→ **The task**
Line by line, give the data again exactly as it appears.

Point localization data
━━━━━━
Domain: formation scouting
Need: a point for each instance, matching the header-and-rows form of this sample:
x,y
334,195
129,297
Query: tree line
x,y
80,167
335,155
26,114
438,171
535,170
━━━━━━
→ **Exercise output**
Domain: formation scouting
Need: a point for each instance, matching the header-and-rows form of this sample:
x,y
334,195
129,297
Query: tree line
x,y
80,167
335,155
26,114
438,171
535,170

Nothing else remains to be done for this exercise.